Give the data below again exactly as it stands. Omit the pictures.

-- BEGIN Records provided --

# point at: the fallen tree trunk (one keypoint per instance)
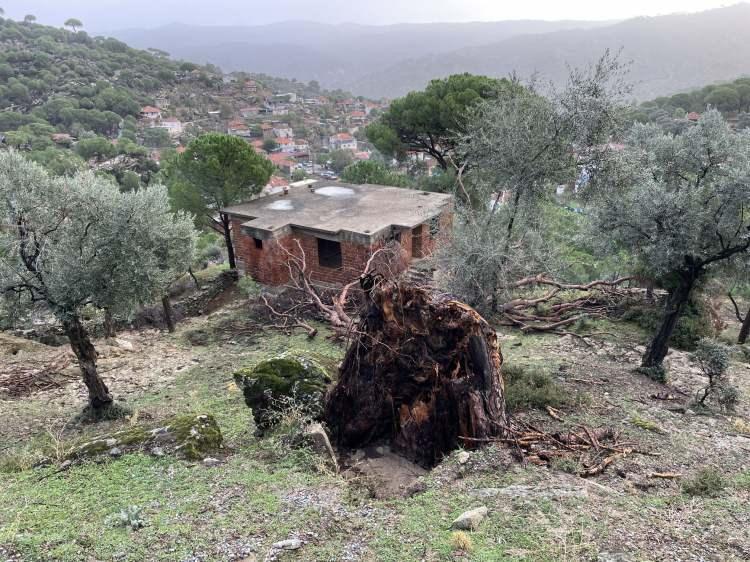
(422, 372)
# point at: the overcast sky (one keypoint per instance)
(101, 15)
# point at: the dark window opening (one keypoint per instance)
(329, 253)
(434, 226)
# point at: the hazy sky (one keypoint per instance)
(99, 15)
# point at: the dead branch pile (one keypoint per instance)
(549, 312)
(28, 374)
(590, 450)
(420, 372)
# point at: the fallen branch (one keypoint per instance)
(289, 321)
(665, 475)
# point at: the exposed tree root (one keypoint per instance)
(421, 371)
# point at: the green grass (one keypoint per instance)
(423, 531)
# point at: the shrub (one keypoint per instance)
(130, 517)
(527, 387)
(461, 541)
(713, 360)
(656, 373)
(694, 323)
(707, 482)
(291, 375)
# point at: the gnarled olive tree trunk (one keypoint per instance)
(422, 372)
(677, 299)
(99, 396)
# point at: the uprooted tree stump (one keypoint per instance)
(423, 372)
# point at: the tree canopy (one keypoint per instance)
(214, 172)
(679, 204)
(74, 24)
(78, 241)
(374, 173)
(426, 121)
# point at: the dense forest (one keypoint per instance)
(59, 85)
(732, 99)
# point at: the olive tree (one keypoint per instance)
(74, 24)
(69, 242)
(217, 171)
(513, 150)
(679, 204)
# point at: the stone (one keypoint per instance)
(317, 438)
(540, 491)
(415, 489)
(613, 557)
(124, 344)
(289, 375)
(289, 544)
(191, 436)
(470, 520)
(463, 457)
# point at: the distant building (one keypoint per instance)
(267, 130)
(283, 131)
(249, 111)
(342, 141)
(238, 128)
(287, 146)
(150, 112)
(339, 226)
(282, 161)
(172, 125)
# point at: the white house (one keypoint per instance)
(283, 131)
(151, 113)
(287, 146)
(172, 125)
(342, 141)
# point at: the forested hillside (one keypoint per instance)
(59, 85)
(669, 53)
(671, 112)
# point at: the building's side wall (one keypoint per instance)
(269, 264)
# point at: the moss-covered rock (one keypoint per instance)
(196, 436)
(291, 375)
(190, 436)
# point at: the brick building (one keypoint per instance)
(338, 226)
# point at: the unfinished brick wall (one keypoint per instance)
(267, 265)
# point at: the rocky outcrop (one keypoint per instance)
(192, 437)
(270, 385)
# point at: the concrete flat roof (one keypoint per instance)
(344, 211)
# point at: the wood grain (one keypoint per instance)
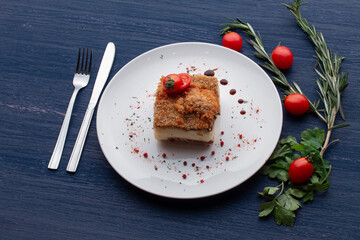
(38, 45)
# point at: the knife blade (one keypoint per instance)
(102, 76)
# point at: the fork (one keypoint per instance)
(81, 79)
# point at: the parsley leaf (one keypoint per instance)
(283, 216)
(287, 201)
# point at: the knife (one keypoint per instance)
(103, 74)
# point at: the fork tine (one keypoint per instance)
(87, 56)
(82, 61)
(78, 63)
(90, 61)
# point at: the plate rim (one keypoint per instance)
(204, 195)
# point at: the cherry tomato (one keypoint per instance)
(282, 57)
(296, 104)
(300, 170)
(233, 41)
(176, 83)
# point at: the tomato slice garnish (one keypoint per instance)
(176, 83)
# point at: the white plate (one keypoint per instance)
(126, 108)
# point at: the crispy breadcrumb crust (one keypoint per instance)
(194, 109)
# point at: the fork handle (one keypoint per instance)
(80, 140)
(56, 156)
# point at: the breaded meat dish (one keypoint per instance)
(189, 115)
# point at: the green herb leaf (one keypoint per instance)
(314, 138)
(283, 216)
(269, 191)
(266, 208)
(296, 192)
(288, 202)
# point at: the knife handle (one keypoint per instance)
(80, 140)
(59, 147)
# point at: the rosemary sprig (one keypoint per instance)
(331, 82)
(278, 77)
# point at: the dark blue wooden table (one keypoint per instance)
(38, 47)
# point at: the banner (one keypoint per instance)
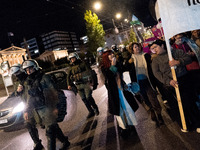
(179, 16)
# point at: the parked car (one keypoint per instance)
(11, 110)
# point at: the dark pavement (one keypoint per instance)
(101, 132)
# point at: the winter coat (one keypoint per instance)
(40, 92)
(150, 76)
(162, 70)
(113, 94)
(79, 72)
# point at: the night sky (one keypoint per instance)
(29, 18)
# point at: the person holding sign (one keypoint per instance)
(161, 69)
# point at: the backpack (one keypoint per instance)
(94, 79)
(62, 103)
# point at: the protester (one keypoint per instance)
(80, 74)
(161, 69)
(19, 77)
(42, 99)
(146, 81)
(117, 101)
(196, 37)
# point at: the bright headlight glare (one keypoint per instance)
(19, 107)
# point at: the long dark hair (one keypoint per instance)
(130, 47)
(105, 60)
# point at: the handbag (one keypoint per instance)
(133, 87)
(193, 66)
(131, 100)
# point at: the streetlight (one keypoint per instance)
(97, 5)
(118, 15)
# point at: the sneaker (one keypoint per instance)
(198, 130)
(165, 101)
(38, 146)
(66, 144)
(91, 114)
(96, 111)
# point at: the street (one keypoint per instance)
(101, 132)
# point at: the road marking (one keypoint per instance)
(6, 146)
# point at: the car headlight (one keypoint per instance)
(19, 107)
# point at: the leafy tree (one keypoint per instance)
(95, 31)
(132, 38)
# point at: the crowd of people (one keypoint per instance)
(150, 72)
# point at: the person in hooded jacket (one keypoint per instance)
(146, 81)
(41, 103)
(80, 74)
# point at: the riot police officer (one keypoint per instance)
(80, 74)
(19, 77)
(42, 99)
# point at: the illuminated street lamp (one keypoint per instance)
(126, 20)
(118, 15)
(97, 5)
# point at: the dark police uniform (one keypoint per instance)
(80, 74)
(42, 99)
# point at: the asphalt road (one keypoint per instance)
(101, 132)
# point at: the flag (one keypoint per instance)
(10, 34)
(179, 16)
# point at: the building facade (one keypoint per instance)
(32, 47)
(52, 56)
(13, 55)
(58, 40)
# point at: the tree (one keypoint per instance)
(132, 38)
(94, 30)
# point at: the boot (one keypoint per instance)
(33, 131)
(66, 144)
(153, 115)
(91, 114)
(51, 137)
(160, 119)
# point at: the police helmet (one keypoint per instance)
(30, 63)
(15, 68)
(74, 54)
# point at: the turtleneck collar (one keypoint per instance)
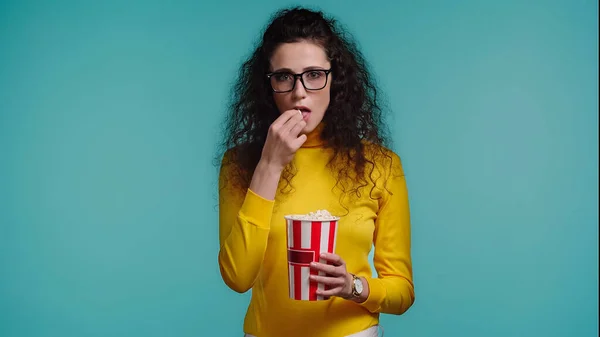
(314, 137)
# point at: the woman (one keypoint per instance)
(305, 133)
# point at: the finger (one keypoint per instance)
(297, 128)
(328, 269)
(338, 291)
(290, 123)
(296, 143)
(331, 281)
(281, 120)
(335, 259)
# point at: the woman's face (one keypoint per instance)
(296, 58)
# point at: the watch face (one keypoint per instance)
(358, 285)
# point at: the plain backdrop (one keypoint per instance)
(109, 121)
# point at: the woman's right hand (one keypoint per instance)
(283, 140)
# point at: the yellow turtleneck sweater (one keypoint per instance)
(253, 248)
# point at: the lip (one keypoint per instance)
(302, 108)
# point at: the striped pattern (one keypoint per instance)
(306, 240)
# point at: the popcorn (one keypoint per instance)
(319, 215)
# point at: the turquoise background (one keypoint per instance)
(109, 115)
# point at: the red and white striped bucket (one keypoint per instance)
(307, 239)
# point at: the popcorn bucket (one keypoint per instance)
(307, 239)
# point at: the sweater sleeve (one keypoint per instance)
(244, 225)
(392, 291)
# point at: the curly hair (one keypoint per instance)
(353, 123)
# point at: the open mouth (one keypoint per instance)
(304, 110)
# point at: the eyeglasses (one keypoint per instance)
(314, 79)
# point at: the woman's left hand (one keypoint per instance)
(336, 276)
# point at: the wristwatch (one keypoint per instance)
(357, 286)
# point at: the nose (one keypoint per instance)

-- END Records provided --

# [Expected output]
# point at: the fallen tree trunk (one keypoint per instance)
(422, 372)
# point at: the overcast sky (one keypoint per instance)
(101, 15)
# point at: the dark window opening (one keypoint per instance)
(329, 253)
(434, 226)
# point at: the hazy sky (one keypoint per instance)
(99, 15)
# point at: the dead branch pile (one keypoint per instance)
(549, 312)
(28, 374)
(590, 450)
(420, 372)
# point at: the fallen branch (one keypoint per instance)
(289, 321)
(665, 475)
# point at: the exposed tree root (one keypoint per instance)
(421, 371)
# point at: the green grass (one keypoint per instance)
(423, 531)
# point at: the shrub (one keypoint per instance)
(130, 517)
(527, 387)
(461, 541)
(713, 360)
(656, 373)
(694, 323)
(707, 482)
(291, 375)
# point at: the gnarled olive tree trunk (one keypoint per instance)
(422, 372)
(677, 299)
(99, 396)
# point at: the uprooted tree stump (one keypoint per instance)
(423, 372)
# point at: the tree canopy (one keypoint per instance)
(214, 172)
(679, 204)
(74, 24)
(78, 241)
(374, 173)
(426, 121)
# point at: the dense forest (one keypoint per instance)
(59, 85)
(732, 99)
# point at: the olive tree (one keypoint per instance)
(74, 24)
(69, 242)
(217, 171)
(513, 150)
(679, 204)
# point at: the stone (one keypoint per instance)
(317, 438)
(540, 491)
(415, 489)
(613, 557)
(124, 344)
(289, 375)
(289, 544)
(191, 436)
(470, 520)
(463, 457)
# point at: the distant building (one keypoint per instance)
(267, 130)
(283, 131)
(249, 111)
(342, 141)
(238, 128)
(287, 146)
(150, 112)
(339, 226)
(282, 161)
(172, 125)
# point at: the white house (one keypoint per instance)
(283, 131)
(151, 113)
(287, 146)
(172, 125)
(342, 141)
# point at: the forested hillside (one keypoint per instance)
(59, 85)
(669, 53)
(671, 112)
# point at: the building's side wall (one keypoint per instance)
(269, 264)
# point at: the moss-covered rock (one keypoint per instance)
(196, 436)
(291, 375)
(190, 436)
# point at: the brick building (one keypoint per instance)
(338, 226)
# point at: the unfinished brick wall (one keypoint per instance)
(267, 265)
# point at: the rocky outcrop (one keypoint per instance)
(192, 437)
(270, 385)
# point at: the concrete flat roof (one keypoint per instance)
(344, 211)
# point at: the wood grain (one keypoint per instance)
(38, 45)
# point at: the knife blade (one keypoint per instance)
(102, 76)
# point at: the fork (one keypoint per instance)
(81, 79)
# point at: the parsley leaf (one keypoint per instance)
(283, 216)
(287, 201)
# point at: the knife (one keypoint per instance)
(103, 74)
# point at: the fork tine (one keypoint per instance)
(87, 56)
(82, 61)
(78, 63)
(90, 61)
# point at: the plate rim (one keypoint per instance)
(204, 195)
# point at: the cherry tomato (one keypoint per instance)
(282, 57)
(296, 104)
(300, 170)
(233, 41)
(176, 83)
# point at: the tomato slice garnish (one keypoint per instance)
(176, 83)
# point at: the white plate (one keypoint per instance)
(126, 108)
# point at: the crispy breadcrumb crust (one keypoint per instance)
(194, 109)
# point at: the fork handle (one keypoint per instance)
(80, 140)
(56, 156)
# point at: the breaded meat dish (one keypoint per instance)
(189, 115)
# point at: the green herb leaf (one keypoint per instance)
(314, 138)
(283, 216)
(269, 191)
(266, 208)
(296, 192)
(288, 202)
# point at: the knife handle (one keypoint per instance)
(80, 140)
(59, 147)
# point at: the rosemary sprig (one keypoint per instance)
(331, 82)
(278, 77)
# point at: the dark blue wooden table (one keypoint per instance)
(38, 47)
# point at: the banner (one keypoint per instance)
(179, 16)
# point at: the parked car (one keypoint per instance)
(11, 110)
# point at: the dark pavement (one keypoint per instance)
(101, 132)
# point at: the winter coat (one keypoint per instance)
(40, 92)
(150, 76)
(162, 70)
(113, 94)
(79, 72)
# point at: the night sky (one keypoint per instance)
(29, 18)
# point at: the person holding sign (one keypoint per instance)
(161, 69)
# point at: the backpack (one keypoint per instance)
(94, 79)
(62, 103)
# point at: the protester (one keypoint per instance)
(80, 74)
(161, 69)
(19, 77)
(42, 99)
(146, 81)
(117, 101)
(196, 37)
# point at: the bright headlight glare (one keypoint per instance)
(19, 107)
# point at: the long dark hair (one keypoint per instance)
(130, 47)
(105, 60)
# point at: the handbag (one keypoint per instance)
(133, 87)
(193, 66)
(131, 100)
# point at: the streetlight (one keypoint per instance)
(97, 5)
(118, 15)
# point at: the sneaker (one keypoint per instance)
(198, 130)
(165, 101)
(38, 146)
(66, 144)
(91, 114)
(96, 111)
# point at: the street (one keypoint per instance)
(101, 132)
# point at: the road marking (one keypoint per instance)
(6, 146)
# point at: the car headlight (one keypoint per instance)
(19, 107)
# point at: the leafy tree (one keypoint per instance)
(95, 31)
(132, 38)
# point at: the crowd of people (one keypoint per instance)
(150, 72)
# point at: the person in hooded jacket (one keypoint per instance)
(146, 81)
(41, 103)
(80, 74)
# point at: the riot police officer (one keypoint per instance)
(80, 74)
(19, 77)
(42, 99)
# point at: the illuminated street lamp (one keypoint per instance)
(126, 20)
(118, 15)
(97, 5)
# point at: the dark police uniform (one keypoint per instance)
(80, 74)
(42, 99)
# point at: the asphalt road (one keypoint per instance)
(101, 132)
# point at: the flag (one keypoint per instance)
(10, 34)
(179, 16)
# point at: the building facade (one keypoint per instance)
(32, 47)
(52, 56)
(13, 55)
(58, 40)
# point at: the tree (one keypoint per instance)
(132, 38)
(94, 30)
# point at: the boot (one keypoint per instance)
(33, 131)
(66, 144)
(153, 115)
(91, 114)
(51, 137)
(160, 119)
# point at: the police helmet (one keypoint per instance)
(30, 63)
(15, 68)
(74, 54)
# point at: the turtleneck collar (one keypoint per instance)
(314, 137)
# point at: the woman (one keypoint per instance)
(305, 133)
# point at: the finger (one keypoint per instance)
(297, 128)
(328, 269)
(338, 291)
(290, 123)
(296, 143)
(331, 281)
(281, 120)
(335, 259)
# point at: the woman's face (one keypoint per instance)
(296, 58)
# point at: the watch face (one keypoint per instance)
(358, 285)
# point at: the plain backdrop (one keypoint per instance)
(109, 121)
# point at: the woman's right hand (one keypoint per instance)
(283, 140)
# point at: the yellow turtleneck sweater (one keypoint per instance)
(253, 248)
# point at: the lip (one keypoint per instance)
(302, 108)
# point at: the striped pattern (one keypoint per instance)
(306, 240)
# point at: the popcorn (one keypoint per instance)
(319, 215)
# point at: the turquoise background (one keypoint per instance)
(109, 115)
# point at: the red and white striped bucket (one keypoint per instance)
(307, 239)
# point at: the popcorn bucket (one keypoint per instance)
(307, 239)
# point at: the sweater sleeve (one keypoint per instance)
(244, 225)
(392, 291)
# point at: the curly hair (one keypoint per instance)
(353, 123)
# point at: the open mouth (one keypoint per instance)
(304, 110)
# point at: the eyeglasses (one keypoint per instance)
(314, 79)
# point at: the woman's left hand (one keypoint per instance)
(336, 276)
# point at: the wristwatch (one keypoint per instance)
(357, 286)
# point at: the nose (one keypoint per instance)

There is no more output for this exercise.